[start of Document text]

Re: Question about ManifoldCF 2.8

Beelz Ryuzaki Thu, 31 Aug 2017 06:02:47 -0700

I have tried what you told me to do, and you expected the crawling resumed.
How about the regular expressions? How can I make complex regular
expressions in the job's paths tab ?


Thank you very much for your help.

Othman.


On Thu, 31 Aug 2017 at 14:47, Beelz Ryuzaki <[email protected]> wrote:

> Ok, I will try it right away and let you know if it works.
>
> Othman.
>
> On Thu, 31 Aug 2017 at 14:15, Karl Wright <[email protected]> wrote:
>
>> Oh, and you also may need to edit your options.env files to include them
>> in the classpath for startup.
>>
>> Karl
>>
>>
>> On Thu, Aug 31, 2017 at 7:53 AM, Karl Wright <[email protected]> wrote:
>>
>>> If you are amenable, there is another workaround you could try.
>>> Specifically:
>>>
>>> (1) Shut down all MCF processes.
>>> (2) Move the following two files from connector-common-lib to lib:
>>>
>>> xmlbeans-2.6.0.jar
>>> poi-ooxml-schemas-3.15.jar
>>>
>>> (3) Restart everything and see if your crawl resumes.
>>>
>>> Please let me know what happens.
>>>
>>> Karl
>>>
>>>
>>>
>>> On Thu, Aug 31, 2017 at 7:33 AM, Karl Wright <[email protected]> wrote:
>>>
>>>> I created a ticket for this: CONNECTORS-1450.
>>>>
>>>> One simple workaround is to use the external Tika server transformer
>>>> rather than the embedded Tika Extractor.  I'm still looking into why the
>>>> jar is not being found.
>>>>
>>>> Karl
>>>>
>>>>
>>>> On Thu, Aug 31, 2017 at 7:08 AM, Beelz Ryuzaki <[email protected]>
>>>> wrote:
>>>>
>>>>> Yes, I'm actually using the latest binary version, and my job got
>>>>> stuck on that specific file.

[end of Document text]
[start of Entries]

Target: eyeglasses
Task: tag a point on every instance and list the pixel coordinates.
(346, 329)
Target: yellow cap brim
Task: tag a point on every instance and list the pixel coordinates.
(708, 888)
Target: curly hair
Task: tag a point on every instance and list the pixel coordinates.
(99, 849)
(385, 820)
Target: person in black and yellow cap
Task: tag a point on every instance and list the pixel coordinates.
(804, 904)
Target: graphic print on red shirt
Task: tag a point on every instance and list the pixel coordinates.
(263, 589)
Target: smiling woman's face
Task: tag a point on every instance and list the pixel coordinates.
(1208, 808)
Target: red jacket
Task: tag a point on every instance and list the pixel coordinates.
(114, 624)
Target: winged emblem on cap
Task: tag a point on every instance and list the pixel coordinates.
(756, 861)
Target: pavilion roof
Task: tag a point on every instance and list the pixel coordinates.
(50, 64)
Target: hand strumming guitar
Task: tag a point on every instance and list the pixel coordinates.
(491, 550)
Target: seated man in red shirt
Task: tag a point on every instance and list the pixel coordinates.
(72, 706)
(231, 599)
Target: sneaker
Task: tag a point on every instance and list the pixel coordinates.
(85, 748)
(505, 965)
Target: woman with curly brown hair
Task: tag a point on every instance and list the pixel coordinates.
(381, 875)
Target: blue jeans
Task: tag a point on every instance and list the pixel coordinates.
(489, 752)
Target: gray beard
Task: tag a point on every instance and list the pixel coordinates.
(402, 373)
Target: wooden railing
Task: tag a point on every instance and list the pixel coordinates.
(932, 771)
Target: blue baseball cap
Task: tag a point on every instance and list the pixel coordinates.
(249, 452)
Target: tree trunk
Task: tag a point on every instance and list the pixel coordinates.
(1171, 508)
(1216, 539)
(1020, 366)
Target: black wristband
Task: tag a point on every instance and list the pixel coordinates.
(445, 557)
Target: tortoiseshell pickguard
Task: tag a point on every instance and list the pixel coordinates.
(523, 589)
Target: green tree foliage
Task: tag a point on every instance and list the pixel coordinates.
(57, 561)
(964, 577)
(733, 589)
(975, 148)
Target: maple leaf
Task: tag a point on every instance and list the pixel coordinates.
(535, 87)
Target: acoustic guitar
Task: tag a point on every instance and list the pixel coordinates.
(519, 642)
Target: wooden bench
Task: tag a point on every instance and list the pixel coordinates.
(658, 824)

[end of Entries]

--- Problem to solve ---
Transcribe the ManifoldCF thread between "Re: Question about" and "paths tab ?", inclusive. The items have no role in this exercise.

--- Written answer ---
Re: Question about ManifoldCF 2.8

Beelz Ryuzaki Thu, 31 Aug 2017 06:02:47 -0700

I have tried what you told me to do, and you expected the crawling resumed.
How about the regular expressions? How can I make complex regular
expressions in the job's paths tab ?